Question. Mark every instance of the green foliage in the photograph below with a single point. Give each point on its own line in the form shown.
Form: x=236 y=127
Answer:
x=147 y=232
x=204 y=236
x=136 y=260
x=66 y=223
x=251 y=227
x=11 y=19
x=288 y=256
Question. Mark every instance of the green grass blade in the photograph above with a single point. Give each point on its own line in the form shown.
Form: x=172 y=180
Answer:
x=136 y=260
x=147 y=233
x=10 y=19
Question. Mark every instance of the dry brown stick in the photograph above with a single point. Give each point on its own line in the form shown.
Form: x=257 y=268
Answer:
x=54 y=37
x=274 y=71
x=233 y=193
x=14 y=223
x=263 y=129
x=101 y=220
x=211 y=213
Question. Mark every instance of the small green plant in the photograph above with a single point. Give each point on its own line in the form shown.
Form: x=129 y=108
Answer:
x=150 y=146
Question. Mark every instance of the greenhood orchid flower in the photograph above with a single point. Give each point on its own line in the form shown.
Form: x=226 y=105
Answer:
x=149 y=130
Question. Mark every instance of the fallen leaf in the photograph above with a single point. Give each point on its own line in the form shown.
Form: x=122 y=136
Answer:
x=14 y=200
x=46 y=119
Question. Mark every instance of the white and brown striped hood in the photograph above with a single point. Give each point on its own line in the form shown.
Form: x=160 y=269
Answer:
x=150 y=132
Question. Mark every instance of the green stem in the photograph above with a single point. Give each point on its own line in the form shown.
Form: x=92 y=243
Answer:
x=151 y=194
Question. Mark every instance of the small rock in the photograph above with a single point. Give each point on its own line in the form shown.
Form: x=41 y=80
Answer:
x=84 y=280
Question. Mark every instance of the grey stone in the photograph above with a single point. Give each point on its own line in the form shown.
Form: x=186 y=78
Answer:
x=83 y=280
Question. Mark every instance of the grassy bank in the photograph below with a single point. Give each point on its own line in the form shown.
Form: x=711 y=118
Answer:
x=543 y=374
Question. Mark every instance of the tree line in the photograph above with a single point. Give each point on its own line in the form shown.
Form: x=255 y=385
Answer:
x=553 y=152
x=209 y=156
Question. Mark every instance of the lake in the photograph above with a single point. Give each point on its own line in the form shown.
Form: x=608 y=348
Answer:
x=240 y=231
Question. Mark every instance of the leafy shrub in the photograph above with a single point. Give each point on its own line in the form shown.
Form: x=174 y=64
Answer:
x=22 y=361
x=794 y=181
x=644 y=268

▸ THE PROBLEM: Repeat all of the records above exactly as they appear.

▸ RESULT OF THE TASK:
Question. Mark every instance of the green foliage in the photograph below with a single point. Give each point on its own line in the form shown.
Form: x=236 y=127
Answer:
x=147 y=232
x=204 y=236
x=136 y=260
x=66 y=223
x=251 y=227
x=11 y=19
x=288 y=256
Question. Mark every instance of the green grass blade in the photograph above with a single point. Give each point on its own line in the form shown.
Form: x=172 y=180
Answer:
x=136 y=260
x=147 y=233
x=10 y=19
Question. Mark every instance of the dry brown stick in the photograph above with a single point. Give each point on its own line in the form shown.
Form: x=257 y=268
Answer:
x=54 y=37
x=274 y=71
x=233 y=193
x=14 y=223
x=263 y=129
x=101 y=220
x=211 y=213
Question. Mark every instance of the small green plant in the photograph above with a single point. Give each point on its own line in the form shown.
Form: x=129 y=108
Answer:
x=150 y=146
Question. Mark every instance of the greenhood orchid flower in the photograph above with a single point. Give each point on its own line in the form shown.
Form: x=226 y=105
Answer:
x=149 y=130
Question. Mark every instance of the fallen leaf in the photograph above with a single point. Give each point on its own line in the form shown.
Form: x=122 y=136
Answer:
x=14 y=200
x=46 y=119
Question. Mark every instance of the white and brown striped hood in the photograph above with a single point. Give each point on its own line in the form shown.
Form: x=160 y=269
Answer:
x=150 y=132
Question. Mark every instance of the green stem in the photograph above with a single point. Give each point on its own line in the form shown.
Form: x=92 y=243
Answer:
x=151 y=194
Question. Mark every instance of the small rock in the photograph above with a single point. Give each point on its own line in the form shown.
Form: x=41 y=80
Answer:
x=84 y=280
Question. Mark every instance of the grey stone in the photograph above with a single point. Give each point on its own line in the form shown.
Form: x=186 y=78
Answer:
x=83 y=280
Question. Mark every instance of the grassy bank in the photograph below with a single point. Give each point on its own line in the form shown.
Form: x=711 y=118
Answer:
x=543 y=374
Question. Mark every instance of the tree line in the photograph above with a single point. Give each point on its own line in the form shown.
Form: x=255 y=385
Answer:
x=553 y=152
x=209 y=156
Question. Mark every instance of the lake in the photograph above with a single point. Give each point on its own line in the form shown.
Form: x=608 y=348
Answer:
x=240 y=231
Question. Mark every instance of the leafy shrub in the photograph above with a single point. Give each point on its own line in the form shown.
Form: x=174 y=64
Answer:
x=22 y=361
x=794 y=181
x=644 y=268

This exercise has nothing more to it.